[Start of Attachment]

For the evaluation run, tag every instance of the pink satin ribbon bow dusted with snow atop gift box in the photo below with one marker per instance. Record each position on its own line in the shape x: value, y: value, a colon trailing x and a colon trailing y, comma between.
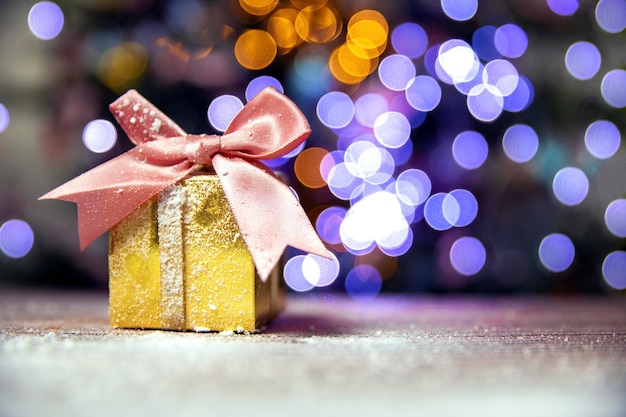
x: 268, y: 214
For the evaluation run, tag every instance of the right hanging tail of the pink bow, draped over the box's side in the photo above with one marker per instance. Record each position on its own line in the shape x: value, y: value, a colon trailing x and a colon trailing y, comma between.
x: 268, y: 214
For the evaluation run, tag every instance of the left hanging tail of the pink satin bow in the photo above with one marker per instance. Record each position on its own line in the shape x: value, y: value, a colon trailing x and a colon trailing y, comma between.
x: 109, y: 192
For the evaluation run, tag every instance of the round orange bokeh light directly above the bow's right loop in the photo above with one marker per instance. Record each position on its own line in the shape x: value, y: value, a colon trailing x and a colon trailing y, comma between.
x: 255, y: 49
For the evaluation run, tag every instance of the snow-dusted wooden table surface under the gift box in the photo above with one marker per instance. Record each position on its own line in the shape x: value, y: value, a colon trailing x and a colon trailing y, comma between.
x: 325, y: 356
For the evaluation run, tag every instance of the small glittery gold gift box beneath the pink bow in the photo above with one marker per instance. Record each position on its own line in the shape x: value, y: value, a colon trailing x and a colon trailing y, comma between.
x: 179, y: 262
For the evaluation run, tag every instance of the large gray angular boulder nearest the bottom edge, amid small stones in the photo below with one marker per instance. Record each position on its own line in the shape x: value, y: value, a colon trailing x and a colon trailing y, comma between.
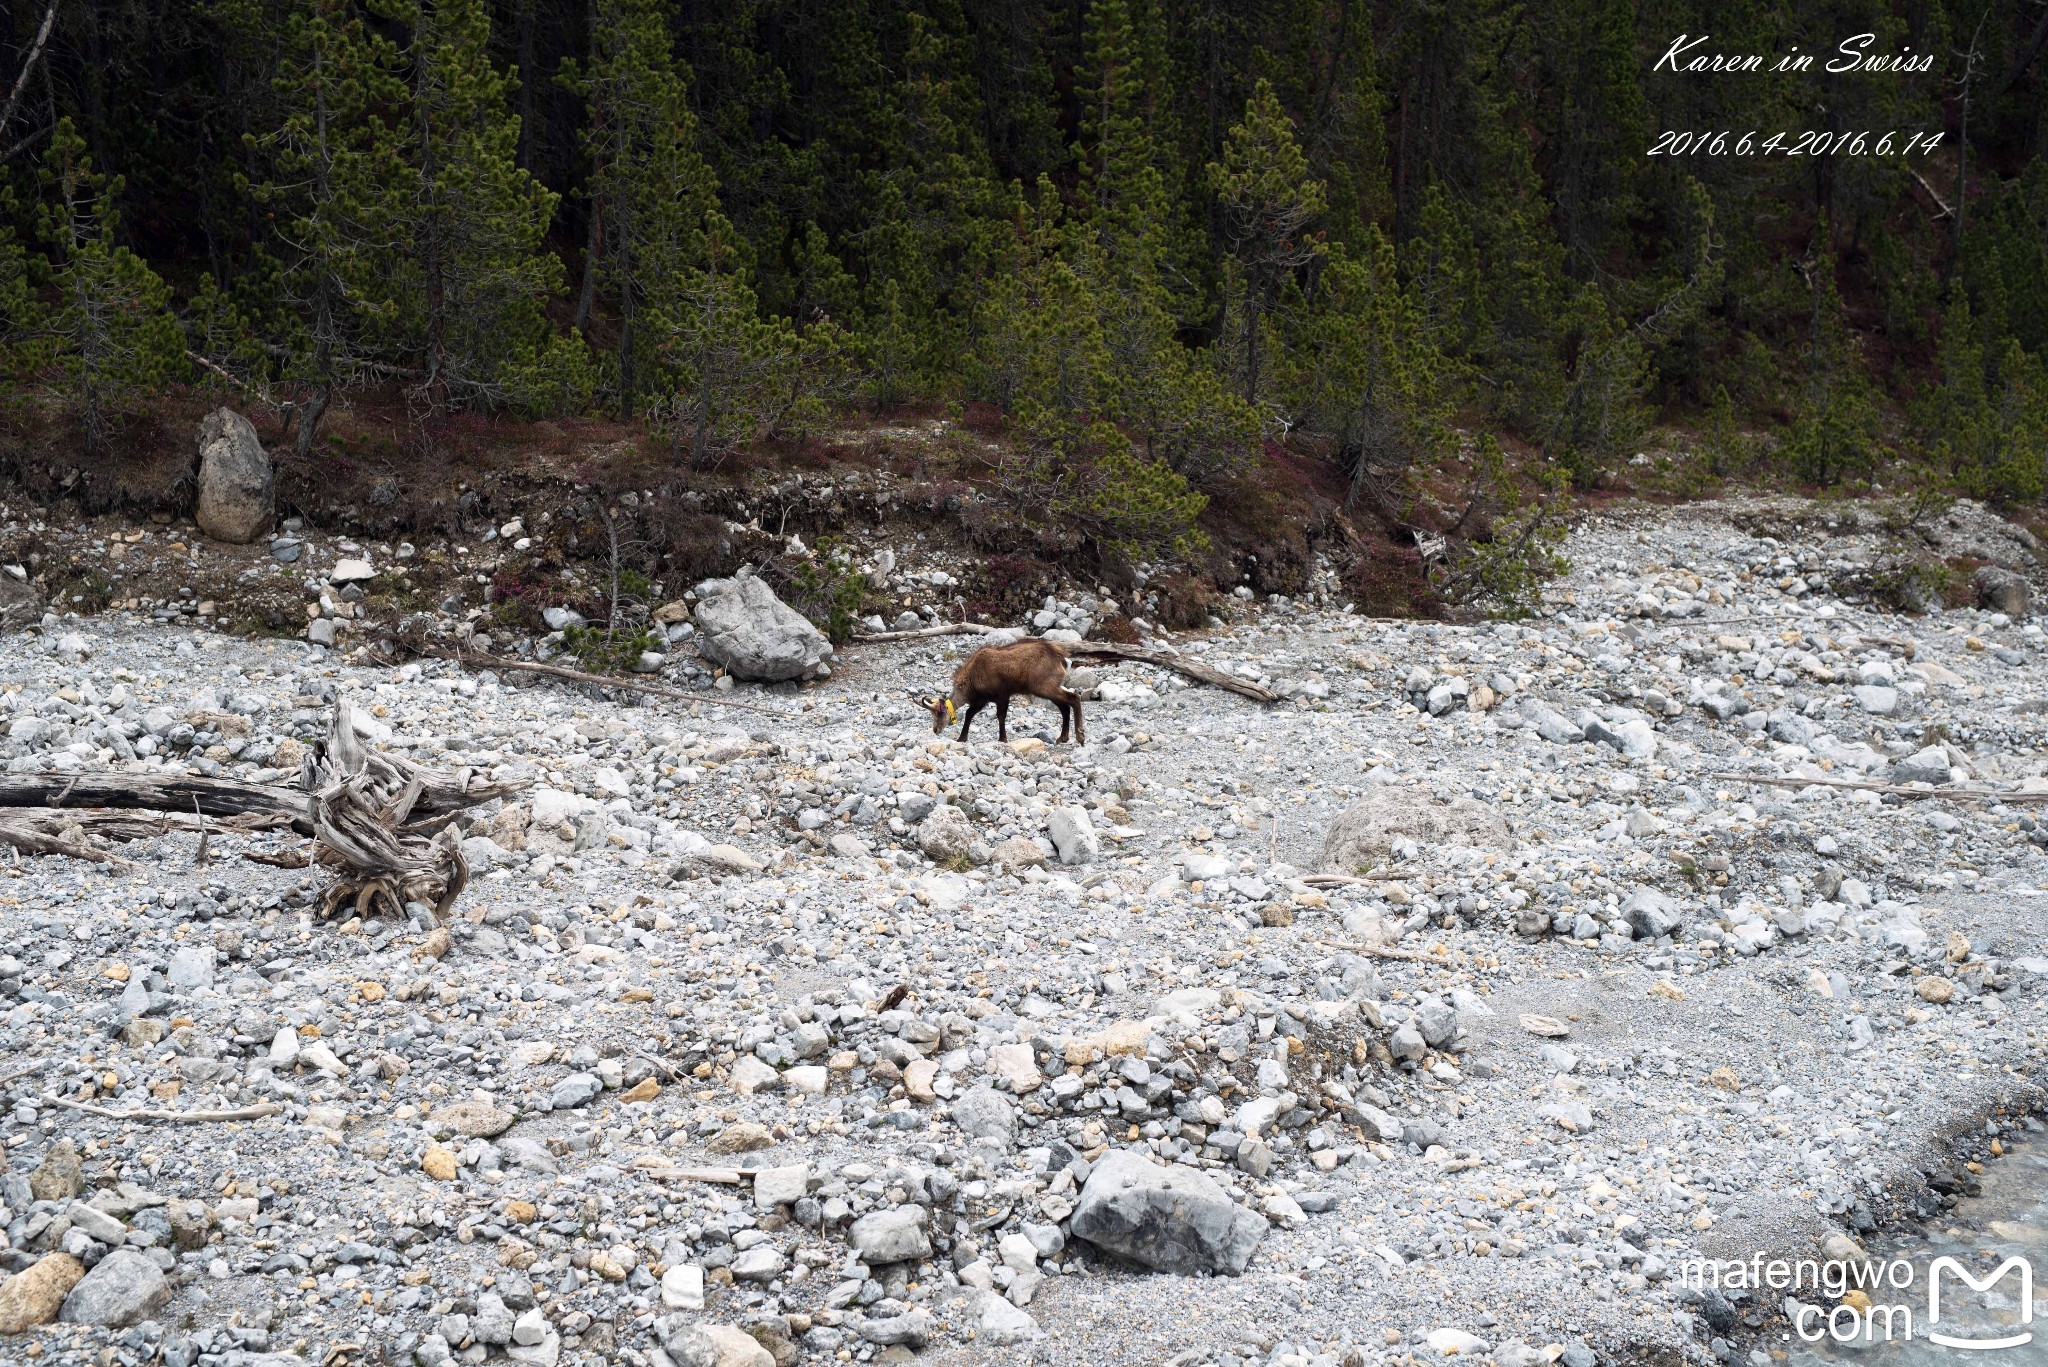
x: 1172, y: 1220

[End of Attachment]

Nothing but the lines from the one holding "For the evaluation run, tag every instance of the large" to the end of the entries above should be echoed, exactly and with both ends included; omit the pictures.

For the evaluation run, tag every instance of the large gray angular boulder nearest the bottom edge, amid small stones in the photo below with one marker per instance. Record each position on its own line in the shape x: value, y: value, a colon trailing x and a colon trailing y, comma between.
x: 1172, y: 1220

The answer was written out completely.